**TEXTO PROPORCIONADO**.
Como aquí cada uno va matando el verano según le venga en gana, más allá de que este viernes demos por fulminado oficial y astronómicamente el estío, me paran por ahí para rebatir mis tesis sobre el final de la única estación que nadie quiere que acabe, salvo los jefes de personal, que enseguida pasan lista para que nadie se escaquee en el regreso al pupitre, el andamio, la centralita, lo que sea.
-Para mí el verano se termina cuando climatizan la piscina olímpica de La Solana.
Es una teoría tan válida como otra cualquiera, como la de aquellas coruñesas que se ponen encima el otoño el mismo día que las primeras medias de septiembre.
Los que viven para comer, como el añorado Carpanta, lo tienen mucho más claro:
-Pues para mí no remata hasta que tomo el primer cocido de la temporada.
No faltan los que todavía echan mano del santoral, que es una cosa muy bonita y antigua a la que ya casi nadie presta atención.
-En Coruña el verano no se va hasta la fiestas del Rosario, que antes era cuando los niños estrenaban la ropita del otoño/invierno, como en Lugo por el San Froilán.

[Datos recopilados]

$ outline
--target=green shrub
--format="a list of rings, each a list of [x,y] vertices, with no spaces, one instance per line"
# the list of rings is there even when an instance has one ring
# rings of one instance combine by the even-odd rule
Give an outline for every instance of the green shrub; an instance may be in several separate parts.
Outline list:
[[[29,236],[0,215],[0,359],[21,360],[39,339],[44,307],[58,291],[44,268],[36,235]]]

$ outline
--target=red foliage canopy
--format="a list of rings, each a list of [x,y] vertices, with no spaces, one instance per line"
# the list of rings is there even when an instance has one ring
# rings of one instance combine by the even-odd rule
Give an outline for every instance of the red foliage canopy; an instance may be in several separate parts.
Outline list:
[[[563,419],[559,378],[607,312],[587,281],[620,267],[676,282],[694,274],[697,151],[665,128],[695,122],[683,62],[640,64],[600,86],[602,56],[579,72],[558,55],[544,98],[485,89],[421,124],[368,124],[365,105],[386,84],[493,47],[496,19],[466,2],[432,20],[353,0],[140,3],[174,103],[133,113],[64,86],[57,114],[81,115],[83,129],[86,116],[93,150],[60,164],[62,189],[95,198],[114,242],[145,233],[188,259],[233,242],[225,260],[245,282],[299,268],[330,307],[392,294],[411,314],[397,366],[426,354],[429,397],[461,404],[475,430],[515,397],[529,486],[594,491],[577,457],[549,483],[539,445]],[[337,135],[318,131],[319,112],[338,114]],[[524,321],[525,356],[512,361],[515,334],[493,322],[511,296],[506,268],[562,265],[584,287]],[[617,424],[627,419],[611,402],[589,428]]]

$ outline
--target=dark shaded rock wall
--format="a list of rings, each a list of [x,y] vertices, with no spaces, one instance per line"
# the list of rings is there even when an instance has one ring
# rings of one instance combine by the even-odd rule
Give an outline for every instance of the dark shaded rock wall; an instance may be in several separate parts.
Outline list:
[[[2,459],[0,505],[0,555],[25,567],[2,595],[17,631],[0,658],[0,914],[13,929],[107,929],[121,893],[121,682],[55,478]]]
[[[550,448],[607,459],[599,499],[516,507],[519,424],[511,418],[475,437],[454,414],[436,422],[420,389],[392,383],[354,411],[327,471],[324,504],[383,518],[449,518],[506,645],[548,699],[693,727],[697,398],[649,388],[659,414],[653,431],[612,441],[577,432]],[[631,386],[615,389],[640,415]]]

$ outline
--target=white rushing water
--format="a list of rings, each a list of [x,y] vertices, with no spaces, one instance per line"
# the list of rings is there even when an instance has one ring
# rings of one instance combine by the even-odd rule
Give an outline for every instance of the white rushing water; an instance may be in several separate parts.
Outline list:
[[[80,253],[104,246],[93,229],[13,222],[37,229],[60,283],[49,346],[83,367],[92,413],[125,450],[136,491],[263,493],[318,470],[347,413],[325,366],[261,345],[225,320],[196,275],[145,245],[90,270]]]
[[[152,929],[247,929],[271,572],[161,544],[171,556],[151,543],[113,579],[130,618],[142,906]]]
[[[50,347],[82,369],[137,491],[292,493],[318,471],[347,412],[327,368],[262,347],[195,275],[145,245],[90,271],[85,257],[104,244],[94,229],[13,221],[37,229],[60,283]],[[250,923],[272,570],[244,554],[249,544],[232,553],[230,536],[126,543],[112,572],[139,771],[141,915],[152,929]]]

**EJERCICIOS**.
1: Según el texto sobre el final del verano, ¿qué tienen que tomar los que viven para comer para dar el verano por terminado?
2: Copia del texto sobre el final del verano el fragmento que empieza en las palabras "-Para mí el" y termina después de las palabras "nadie presta atención.".
3: Continúa el texto sobre el final del verano a partir de su última oración.

**RESULTADOS ESPERADOS**.
1: El primer cocido de la temporada.

2:
-Para mí el verano se termina cuando climatizan la piscina olímpica de La Solana.
Es una teoría tan válida como otra cualquiera, como la de aquellas coruñesas que se ponen encima el otoño el mismo día que las primeras medias de septiembre.
Los que viven para comer, como el añorado Carpanta, lo tienen mucho más claro:
-Pues para mí no remata hasta que tomo el primer cocido de la temporada.
No faltan los que todavía echan mano del santoral, que es una cosa muy bonita y antigua a la que ya casi nadie presta atención.

3:
Ayer volvieron a clase los adolescentes de la ESO y el bachillerato, y los institutos se llenaron de nuevo de murmullos y risas nerviosas. Con eso también agoniza ya del todo el verano, porque las voces de los chavales en las escaleras de la playa de San Amaro se mudan ahora a la puerta de enfrente, en el instituto de Adormideras.
Esta última vuelta al cole -porque ahora los de secundaria empiezan después que los universitarios- es la más otoñal de todas, y a veces, cuando los ves regresar a casa con sus mochilas y sus sonrisas agotadas, te recuerdan aquel poema de Gil de Biedma, que de vuelta de la escuela se fijaba en la «luz submarina» de los portales de Barcelona. A Coruña, con el otoño, le cae también desde las nubes una luz submarina que luego se queda a dormir en los portales, donde ya no hay porteras haciendo calceta con un gato esférico en las rodillas, sino telefonillos que nunca funcionan y trasteros con síndrome de Diógenes.
-El verano no acaba hasta que saco la ropa de manga corta del armario y la bajo al trastero.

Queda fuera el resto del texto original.